------ PASSAGE FOR REVIEW
Maritime Disasters: MV Wilhelm Gustloff

This unfortunate honour: The biggest maritime disaster in the world to date, goes to the ill-fated German ocean-liner, the M.V. Wilhelm Gustloff.

Photograph of the Gustloff being launched



What was the Wilhelm Gustloff?

The M.V. (motor vessel) Wilhelm Gustloff was built between 1936 and 1938. Originally, she was a cruise-ship and was named for the asassinated leader of the Nazi Party in Switzerland, who was killed just months before construction was due to begin. The Gustloff was launched on the fifth of May, 1937 in Hamburg, Germany.

The Gustloff had been envisioned as one of the most luxurious cruise-ships of the day. She was to have large communal halls and open decks so that passengers could make optimum use of the space offered by the ship. As near as was possible, her cabins were all to be the same size. This was the same for both passengers and crew, to create a feeling of equality onboard ship…although only the passenger cabins would be permitted to have oceanfront views. To continue the feeling of equality, there would only be one class onboard ship – the cruise-class.

The Wilhelm Gustloff was 684ft long (nearly a full 200ft shorter than the Titanic), she weighed 26,000GRT (Gross Registered Tons), a little more than half of the Titanic and she carried 417 crew and 1,460 passengers, making for a total complement of 1,877. By comparison, the Titanic could take over three thousand passengers and crew. She had eight decks, a top speed of fifteen knots (18mph) thanks to two propellers and engines capable of producing 9,500hp. She had twenty two lifeboats and twelve transverse bulkheads creating thirteen watertight compartments

With all these characteristics, Hitler hoped that the Wilhelm Gustloff would be a floating pleasure-ship, taking Germans all around Europe. She would be comfortable, open and safe to travel on and would be a symbol of German superiority and ingenuity. She was designed to be a cruise-ship for the masses, for ordinary German working men and women, a sign that the Fuhreur and the Reich cared about the ordinary, hardworking German citizen. To the German worker, the Gustloff was to be the ultimate prize and reward as a holiday for all his hard work. But sadly, it was not to be.
------------
------ PROVIDED RECORDS
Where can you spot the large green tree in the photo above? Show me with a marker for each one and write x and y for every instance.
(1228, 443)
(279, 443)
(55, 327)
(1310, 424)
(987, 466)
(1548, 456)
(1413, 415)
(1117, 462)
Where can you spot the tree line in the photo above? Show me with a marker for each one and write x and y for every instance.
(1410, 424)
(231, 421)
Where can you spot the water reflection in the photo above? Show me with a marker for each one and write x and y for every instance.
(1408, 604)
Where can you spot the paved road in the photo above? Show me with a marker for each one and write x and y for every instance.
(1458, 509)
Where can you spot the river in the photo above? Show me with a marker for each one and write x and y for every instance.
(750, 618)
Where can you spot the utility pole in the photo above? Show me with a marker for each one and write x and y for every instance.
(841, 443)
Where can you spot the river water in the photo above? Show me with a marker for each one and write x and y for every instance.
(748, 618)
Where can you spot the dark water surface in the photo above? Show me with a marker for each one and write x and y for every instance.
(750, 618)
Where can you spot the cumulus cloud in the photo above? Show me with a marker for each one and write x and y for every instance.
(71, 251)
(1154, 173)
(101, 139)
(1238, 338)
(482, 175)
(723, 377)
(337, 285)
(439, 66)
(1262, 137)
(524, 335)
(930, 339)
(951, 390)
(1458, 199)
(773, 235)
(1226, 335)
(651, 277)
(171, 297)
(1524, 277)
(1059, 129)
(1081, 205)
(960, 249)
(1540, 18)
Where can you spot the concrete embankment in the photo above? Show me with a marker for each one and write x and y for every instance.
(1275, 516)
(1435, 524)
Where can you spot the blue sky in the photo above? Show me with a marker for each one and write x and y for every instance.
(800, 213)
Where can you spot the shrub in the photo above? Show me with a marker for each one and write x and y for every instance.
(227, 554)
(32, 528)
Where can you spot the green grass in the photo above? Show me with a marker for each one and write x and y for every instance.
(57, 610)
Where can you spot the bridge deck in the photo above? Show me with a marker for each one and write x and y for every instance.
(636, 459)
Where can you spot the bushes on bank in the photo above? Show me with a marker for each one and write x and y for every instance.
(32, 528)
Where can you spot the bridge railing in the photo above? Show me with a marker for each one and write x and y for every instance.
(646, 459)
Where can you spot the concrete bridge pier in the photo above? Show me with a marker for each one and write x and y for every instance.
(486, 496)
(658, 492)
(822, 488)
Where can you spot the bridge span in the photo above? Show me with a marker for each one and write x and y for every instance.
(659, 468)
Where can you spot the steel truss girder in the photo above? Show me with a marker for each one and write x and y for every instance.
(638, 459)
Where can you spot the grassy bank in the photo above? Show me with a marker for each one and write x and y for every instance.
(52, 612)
------------
*TASKS*
1. Reproduce everything in the Wilhelm Gustloff passage from "What was the" down to "in Hamburg, Germany.".
2. Continue the account of the Wilhelm Gustloff past its final sentence.

*ANSWERS TO THE EXERCISES*
1.
What was the Wilhelm Gustloff?

The M.V. (motor vessel) Wilhelm Gustloff was built between 1936 and 1938. Originally, she was a cruise-ship and was named for the asassinated leader of the Nazi Party in Switzerland, who was killed just months before construction was due to begin. The Gustloff was launched on the fifth of May, 1937 in Hamburg, Germany.

2.
Wilhelm Gustloff – Hospital Ship


In the company of the captain, Hitler (extreme left) tours the recently-completed Wilhelm Gustloff in 1938
Whatever Hitler’s plans were for the Wilhelm Gustloff, they barely reached fruition, if indeed they ever did. Barely a year after the ship’s maiden voyage on the Thursday of the 24th of March, 1938, Germany would be plunged into the hell of the Second World War and all thoughts of the Wilhelm Gustloff being the People’s Cruise-Ship were smashed to pieces.
Once the pride of the German KdF (Kraft Durch Freude, “Strength through Joy”) shipping fleet, after several successful cruises throughout 1938 and early 1939, the Wilhelm Gustloff was turned over to the German navy, the Kriegsmarine in September 1939 with the outbreak of World War Two. 


In the German Navy, the Wilhelm Gustloff was turned into a hospital ship, a role which she played from September 1939 until November of 1940. After that, she became a floating barracks for German U-boat crews.